#### [Selected text]
From: Olivier Scalbert on
Ludovic Brenta wrote:
> Georg Bauhaus wrote on comp.lang.ada:
>> Georg Bauhaus schrieb:
>>
>>> Ludovic Brenta schrieb:
>>>> Apparently, passing unconstrained strings to procedure Write involves
>>>> allocations on the secondary stack which account for 20% of the entire
>>>> execution time. That's hot spot #1.
>>> Indeed, and this particular hot spot had been cooled down twice:
>>> Step 1 - we replaced Bounded_String with our own Bounded_String
>>> Step 2 - we replaced this new Bounded_String with plain
>>> constrained strings of suitable fixed length (using generics)
>> I should add that the current program spends much of its time
>> in equality comparison of fragment strings,
>> and then some in the hash function.
>> So not only are the bounded_strings gone;
>> Jonathan has also contributed a highly efficient hashing
>> function and a cute string equality function.
>>
>> (As mentioned, to actually see the effects (of the current
>> program), String_Fragments."=" should be a renaming of Equals.

#### [Available data]
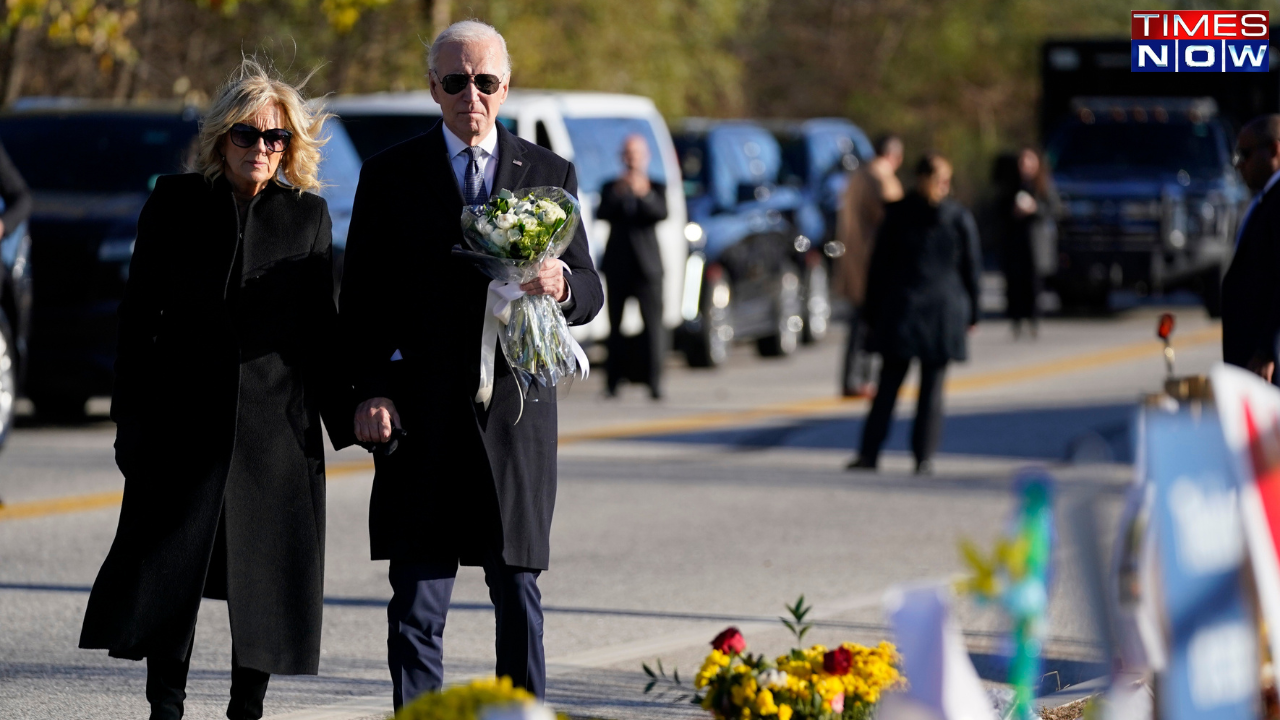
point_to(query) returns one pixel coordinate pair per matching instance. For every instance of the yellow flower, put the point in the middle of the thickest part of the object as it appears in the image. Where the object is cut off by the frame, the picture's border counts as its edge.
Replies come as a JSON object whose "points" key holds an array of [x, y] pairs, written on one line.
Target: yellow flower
{"points": [[764, 703]]}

#### [Exercise goal]
In the Ada performance thread:
(a) What share of the entire execution time do the allocations on the secondary stack account for?
(b) In step 2, what replaced the new Bounded_String?
(c) What should String_Fragments."=" be a renaming of?
Rely only on the Ada performance thread, not on the material.

#### [Solution]
(a) 20%.
(b) Plain constrained strings of suitable fixed length, using generics.
(c) Equals.